Each entry below must be repeated word for word.

[RECORDS FOR PROCESSING]:
┌──

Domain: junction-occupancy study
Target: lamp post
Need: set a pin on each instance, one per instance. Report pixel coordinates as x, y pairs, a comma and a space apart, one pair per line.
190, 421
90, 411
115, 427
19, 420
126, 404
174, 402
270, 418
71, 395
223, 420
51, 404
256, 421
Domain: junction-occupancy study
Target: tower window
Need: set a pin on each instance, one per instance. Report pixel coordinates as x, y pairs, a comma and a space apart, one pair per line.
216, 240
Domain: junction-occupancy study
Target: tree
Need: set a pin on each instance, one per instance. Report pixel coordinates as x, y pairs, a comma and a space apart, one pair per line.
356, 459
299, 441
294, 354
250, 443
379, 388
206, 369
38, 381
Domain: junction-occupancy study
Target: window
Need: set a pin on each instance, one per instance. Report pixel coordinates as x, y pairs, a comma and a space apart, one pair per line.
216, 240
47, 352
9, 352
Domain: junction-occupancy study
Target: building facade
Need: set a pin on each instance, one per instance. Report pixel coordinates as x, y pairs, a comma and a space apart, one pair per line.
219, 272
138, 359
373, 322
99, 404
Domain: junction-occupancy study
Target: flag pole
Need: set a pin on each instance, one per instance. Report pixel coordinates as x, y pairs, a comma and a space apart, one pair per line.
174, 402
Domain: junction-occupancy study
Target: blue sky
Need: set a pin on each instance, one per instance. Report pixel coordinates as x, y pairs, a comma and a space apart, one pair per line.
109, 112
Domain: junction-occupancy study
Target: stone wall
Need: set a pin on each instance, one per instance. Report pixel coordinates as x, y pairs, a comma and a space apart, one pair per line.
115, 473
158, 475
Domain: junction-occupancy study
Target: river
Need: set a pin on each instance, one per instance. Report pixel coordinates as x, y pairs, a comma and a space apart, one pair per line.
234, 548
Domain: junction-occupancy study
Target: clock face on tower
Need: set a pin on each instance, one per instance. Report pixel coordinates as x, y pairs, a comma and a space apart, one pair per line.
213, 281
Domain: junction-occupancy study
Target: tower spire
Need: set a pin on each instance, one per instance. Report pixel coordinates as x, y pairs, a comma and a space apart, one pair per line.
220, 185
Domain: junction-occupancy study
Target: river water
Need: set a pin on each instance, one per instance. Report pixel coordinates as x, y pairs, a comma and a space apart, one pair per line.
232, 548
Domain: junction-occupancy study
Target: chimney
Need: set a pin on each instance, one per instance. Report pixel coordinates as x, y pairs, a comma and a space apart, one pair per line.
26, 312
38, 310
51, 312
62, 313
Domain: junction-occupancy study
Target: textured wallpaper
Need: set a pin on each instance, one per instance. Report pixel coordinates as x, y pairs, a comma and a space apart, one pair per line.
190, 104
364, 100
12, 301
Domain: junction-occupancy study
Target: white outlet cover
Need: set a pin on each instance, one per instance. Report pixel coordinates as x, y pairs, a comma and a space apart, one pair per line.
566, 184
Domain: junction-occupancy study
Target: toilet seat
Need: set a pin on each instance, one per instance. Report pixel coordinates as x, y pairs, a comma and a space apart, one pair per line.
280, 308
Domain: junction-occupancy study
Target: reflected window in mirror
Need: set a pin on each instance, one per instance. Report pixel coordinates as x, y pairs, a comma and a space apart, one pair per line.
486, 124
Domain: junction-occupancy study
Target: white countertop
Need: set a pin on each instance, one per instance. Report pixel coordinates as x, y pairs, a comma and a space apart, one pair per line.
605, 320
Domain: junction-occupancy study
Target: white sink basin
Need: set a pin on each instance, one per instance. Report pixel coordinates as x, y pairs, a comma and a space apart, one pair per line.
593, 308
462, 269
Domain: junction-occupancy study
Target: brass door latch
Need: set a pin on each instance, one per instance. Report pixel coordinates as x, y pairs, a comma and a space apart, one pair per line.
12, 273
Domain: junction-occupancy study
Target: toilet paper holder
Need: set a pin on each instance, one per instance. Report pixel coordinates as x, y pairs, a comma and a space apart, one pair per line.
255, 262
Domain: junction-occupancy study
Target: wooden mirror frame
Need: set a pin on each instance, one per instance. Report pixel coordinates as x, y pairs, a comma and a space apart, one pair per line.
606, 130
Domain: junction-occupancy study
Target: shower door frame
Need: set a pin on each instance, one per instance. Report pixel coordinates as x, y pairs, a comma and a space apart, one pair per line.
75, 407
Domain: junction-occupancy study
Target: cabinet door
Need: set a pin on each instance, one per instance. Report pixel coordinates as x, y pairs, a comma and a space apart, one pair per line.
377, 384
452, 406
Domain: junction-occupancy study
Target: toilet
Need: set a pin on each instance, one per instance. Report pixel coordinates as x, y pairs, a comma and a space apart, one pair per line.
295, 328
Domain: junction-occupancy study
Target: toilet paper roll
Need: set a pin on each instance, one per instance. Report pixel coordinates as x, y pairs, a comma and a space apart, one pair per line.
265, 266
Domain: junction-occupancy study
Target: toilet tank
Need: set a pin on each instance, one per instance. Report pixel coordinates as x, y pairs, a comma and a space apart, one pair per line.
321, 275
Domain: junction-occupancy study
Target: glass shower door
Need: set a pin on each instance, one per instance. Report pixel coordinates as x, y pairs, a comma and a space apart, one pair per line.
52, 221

└──

[WRITTEN RESPONSE]:
Domain: junction-occupancy study
Target: lamp post
Need: set a pin on each instance, one per instance. Report pixel coordinates as x, y pairs, a comma and a space apart, one pair per line.
190, 421
90, 411
115, 427
19, 420
126, 404
174, 402
270, 418
71, 395
223, 420
51, 404
256, 421
Domain: junction-occupancy study
Target: tower window
Need: set a pin on each instance, one per instance. Report pixel coordinates as x, y pairs, a comma and a space apart, one pair per line.
216, 240
Domain: junction-occupancy study
Target: tree
Need: set a pin on each instance, one per instance. Report pixel coordinates as x, y pairs, a comma and a space apart, one pair per line.
356, 459
299, 441
294, 354
250, 443
379, 388
206, 369
38, 381
Domain: junction-occupancy study
Target: window
Need: set a pin on each instance, one per instance. Report pixel coordinates as x, y pairs, a comma and a space apart, one pair per line.
216, 240
47, 352
9, 352
Domain: junction-occupancy study
Target: building facade
Need: set a pin on each instance, one per instance. Report pixel coordinates as x, y pairs, a comma and a space apart, one pair per line.
219, 272
138, 359
373, 322
99, 404
Domain: junction-occupancy study
Target: flag pole
Need: set a pin on each instance, one per instance. Report pixel coordinates as x, y pairs, a comma and a space apart, one pair per line.
174, 402
Domain: junction-occupancy study
Target: blue sky
Need: set a pin on each instance, one per instance. Report pixel coordinates as x, y pairs, a comma and a space apart, one pair per line.
109, 112
Domain: junction-occupancy study
Target: stone wall
Need: set a pin on each instance, one per instance. Report pixel coordinates as x, y pairs, a comma and a space apart, one pair per line.
115, 473
158, 475
Domain: junction-occupancy study
Target: river
Need: set a pin on each instance, one per instance. Report pixel coordinates as x, y pairs, a comma and a space apart, one pair per line.
234, 548
Domain: junction-occupancy study
Target: clock face on tower
Need: set a pin on each instance, one per instance. Report pixel coordinates as x, y pairs, a comma and a space apart, one pair per line.
213, 281
Domain: junction-occupancy study
Target: tower spire
Need: set a pin on each instance, one per instance. Report pixel coordinates as x, y pairs, a comma and a space apart, one pair per line.
220, 185
Domain: junction-occupancy study
Target: river water
Need: set a pin on each instance, one per instance. Report pixel coordinates as x, y pairs, a comma and a space apart, one pair per line.
232, 548
Domain: junction-occupancy study
Target: chimney
Need: set a pin on each instance, one per instance. Report pixel coordinates as x, y pairs, a comma and a space apart, one pair per line.
26, 312
38, 310
51, 312
62, 313
Domain: junction-occupancy study
Target: textured wallpaper
Need: set a pin on each instance, one per instance. Report pixel coordinates as x, y pairs, a comma and a space apart, one pair per line.
190, 104
364, 100
12, 301
Domain: junction-occupancy study
Target: white outlet cover
Need: set a pin on each instance, one per instance. Report pixel coordinates as x, y pairs, a comma and a space apart, one pair per line.
566, 184
Domain: junction-occupancy study
Target: toilet seat
Need: set a pin on each instance, one per instance. Report pixel coordinates as x, y pairs, a comma and a space apart, one pair per line.
280, 308
Domain: junction-occupancy study
Target: reflected window in mirror
Need: set a pin on each instance, one per instance. Report pixel coordinates as x, y pairs, a comma and a space apart, one pair per line.
486, 124
Domain: junction-occupancy study
Target: white countertop
Need: set a pin on each instance, one per instance. Report pixel coordinates as x, y pairs, a comma and a space apart, one pair per line.
605, 320
Domain: junction-occupancy study
Target: white sink basin
Need: set a pin on each instance, one per instance. Report pixel coordinates as x, y pairs, a comma and a space apart, one pair per line.
593, 308
462, 269
Domain: junction-occupancy study
Target: brass door latch
Need: set a pin on each instance, one per instance. Report pixel coordinates as x, y pairs, a comma and a space apart, one pair per line.
12, 273
Domain: junction-occupancy study
Target: toilet paper holder
Need: set a pin on each instance, one per instance. Report pixel coordinates as x, y pairs, a comma and a space apart, one pair per line.
255, 262
Domain: junction-occupancy study
Target: wooden mirror frame
Need: set a pin on each instance, one per instance. Report pixel coordinates as x, y pairs, a comma and a space apart, one pair per line.
606, 130
Domain: junction-occupancy study
Target: shower door frame
Need: set a pin on each instance, one per instance. Report pixel coordinates as x, y pairs, a comma and a space apart, one pair per line.
75, 407
Domain: junction-occupancy study
Target: cabinet door
Need: set a pin on each instance, one per instance. Report pixel coordinates as x, y pairs, a comma and a space apart, one pair per line.
377, 384
452, 406
Domain: junction-occupancy study
Target: toilet
Need: set a pin on each instance, one per instance. Report pixel coordinates as x, y pairs, a comma and a space apart, one pair per line.
295, 328
Domain: junction-occupancy study
Target: toilet paper roll
Need: set a pin on each instance, one per instance. Report pixel coordinates as x, y pairs, a comma and a space apart, one pair per line.
265, 266
Domain: junction-occupancy study
Target: toilet tank
Need: set a pin on each instance, one per instance. Report pixel coordinates as x, y pairs, a comma and a space apart, one pair per line.
321, 275
Domain: junction-occupancy study
Target: glass shower door
Need: set a pin on each instance, one per instance. Report pixel coordinates as x, y pairs, a comma and a space apart, one pair per line.
52, 221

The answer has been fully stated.